__What is expected__
Once the data has been read, restate all of it exactly.

________________________

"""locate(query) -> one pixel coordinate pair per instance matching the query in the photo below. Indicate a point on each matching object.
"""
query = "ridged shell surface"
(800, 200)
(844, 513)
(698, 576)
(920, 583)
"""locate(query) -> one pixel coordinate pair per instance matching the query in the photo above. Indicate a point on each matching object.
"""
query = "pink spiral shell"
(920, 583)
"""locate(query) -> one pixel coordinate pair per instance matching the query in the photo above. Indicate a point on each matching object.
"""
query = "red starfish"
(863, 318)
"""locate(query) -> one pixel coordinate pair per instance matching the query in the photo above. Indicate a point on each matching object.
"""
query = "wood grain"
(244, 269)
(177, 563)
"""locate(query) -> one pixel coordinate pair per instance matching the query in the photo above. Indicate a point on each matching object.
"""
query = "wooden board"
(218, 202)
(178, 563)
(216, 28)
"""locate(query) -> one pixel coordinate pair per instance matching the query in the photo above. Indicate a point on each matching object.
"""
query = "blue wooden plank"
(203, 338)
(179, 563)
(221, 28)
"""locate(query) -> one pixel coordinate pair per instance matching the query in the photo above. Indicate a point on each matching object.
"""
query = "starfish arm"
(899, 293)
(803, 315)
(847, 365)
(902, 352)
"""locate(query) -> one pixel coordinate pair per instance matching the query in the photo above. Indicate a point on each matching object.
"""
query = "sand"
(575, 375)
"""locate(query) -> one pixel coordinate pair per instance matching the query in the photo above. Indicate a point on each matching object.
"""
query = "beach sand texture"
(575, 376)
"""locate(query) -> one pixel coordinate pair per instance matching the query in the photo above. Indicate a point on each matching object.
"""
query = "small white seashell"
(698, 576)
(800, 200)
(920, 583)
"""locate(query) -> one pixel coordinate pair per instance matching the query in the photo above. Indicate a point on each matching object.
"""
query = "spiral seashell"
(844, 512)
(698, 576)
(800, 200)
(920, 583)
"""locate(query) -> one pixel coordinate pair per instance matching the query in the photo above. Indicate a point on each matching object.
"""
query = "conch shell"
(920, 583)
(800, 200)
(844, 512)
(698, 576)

________________________

__Written answer__
"""locate(query) -> one pixel coordinate pair per instance matching the query in the photo below. Indicate a point on each matching object.
"""
query = "ridged shell surface"
(800, 200)
(844, 513)
(698, 576)
(920, 583)
"""locate(query) -> one pixel coordinate pair per instance matching the query in the photo above. Indicate a point on each matching object.
"""
query = "pink spiral shell"
(920, 583)
"""locate(query) -> one pixel coordinate pair per instance matching the query in the photo above. Indicate a point on each matching object.
"""
query = "red starfish"
(863, 318)
"""locate(query) -> one pixel coordinate pair per instance matching the query in the photo above. Indicate a point on each matching object.
"""
query = "wood grain"
(244, 269)
(177, 563)
"""locate(query) -> one pixel coordinate pair per instance matching the query in the photo above. Indicate a point on each matching object.
"""
query = "wooden board"
(218, 202)
(178, 563)
(216, 28)
"""locate(query) -> one pixel coordinate pair per instance matching the query in the photo above. Indicate a point on each matching object.
"""
query = "blue wooden plank"
(203, 338)
(179, 563)
(221, 28)
"""locate(query) -> one pixel coordinate pair per instance matching the query in the photo above. Indicate a point on each matching object.
"""
query = "starfish arm"
(899, 293)
(803, 315)
(847, 365)
(902, 352)
"""locate(query) -> one pixel coordinate pair per instance matching the query in the photo above. Indicate a point on each matching object.
"""
query = "sand"
(575, 375)
"""locate(query) -> one pixel coordinate pair per instance matching the query in the photo above. Indicate a point on each matching object.
"""
query = "beach sand texture"
(575, 376)
"""locate(query) -> one pixel coordinate pair per instance matching the query in the photo above. Indicate a point on each matching object.
"""
query = "small white seashell"
(698, 576)
(800, 200)
(920, 583)
"""locate(query) -> one pixel coordinate pair per instance matching the query in the photo above. Indicate a point on each matching object.
"""
query = "spiral seashell"
(844, 512)
(698, 576)
(800, 200)
(920, 583)
"""locate(query) -> one pixel coordinate pair per instance matching the query in the photo above. Indicate a point on each matching object.
"""
query = "conch shell"
(920, 583)
(800, 200)
(844, 512)
(698, 576)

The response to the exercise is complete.